_Text block_.
*****
I have been with my husband for 10 years. We've had a low frequency sex life for the last 5 years. He complains about it and I have put in some effort but overall we would both get a poor score in the effort dept. I know I should try way harder to be more sexually intimate.

 

My husband goes out alot with his friends sometimes fairly late. I'm very 'cool' in this regard - he has his freedom. Although he has never cheated on me (as far as I know), lately I've been worried he may cheat on me.

 

Last night I went to bed and he went out to meet the guys. I woke up in the middle of the night and he was still not home - I felt unsettled. I think he got home btwn 4-5 AM. This morning I awoke & checked his blackberry. I found a thread that suggests to me he slept or was intimate with someone and will see her again. This may be the start of an affair – or I’m not sure exactly what it is, but I know it is not good. Here is the text thread from 5:30 AM this morning:

 

H: Do I really have to wait until Tuesday to see you? You look beautiful while you sleep.
*****
_Exercise task 1_. Rewrite the post from "I have been" to "more sexually intimate.", putting "partner" in place of "husband".
_Exercise task 2_.
Answer these questions about the post:
(a) How long has the writer been with the husband?
(b) Between what hours does the writer think he got home?
(c) What day is named in the text message?
The lines after this are separate from the post.

_Data provided_.
*****
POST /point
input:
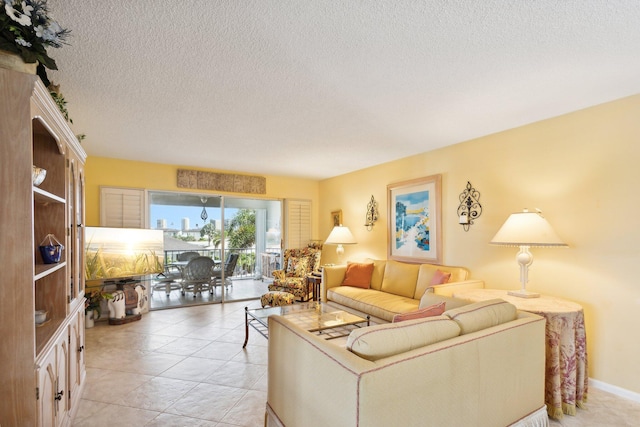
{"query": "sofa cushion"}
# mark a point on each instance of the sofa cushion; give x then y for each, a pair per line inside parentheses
*****
_Worked solution 1_.
I have been with my partner for 10 years. We've had a low frequency sex life for the last 5 years. He complains about it and I have put in some effort but overall we would both get a poor score in the effort dept. I know I should try way harder to be more sexually intimate.

_Worked solution 2_.
(a) 10 years
(b) Between 4 and 5 AM
(c) Tuesday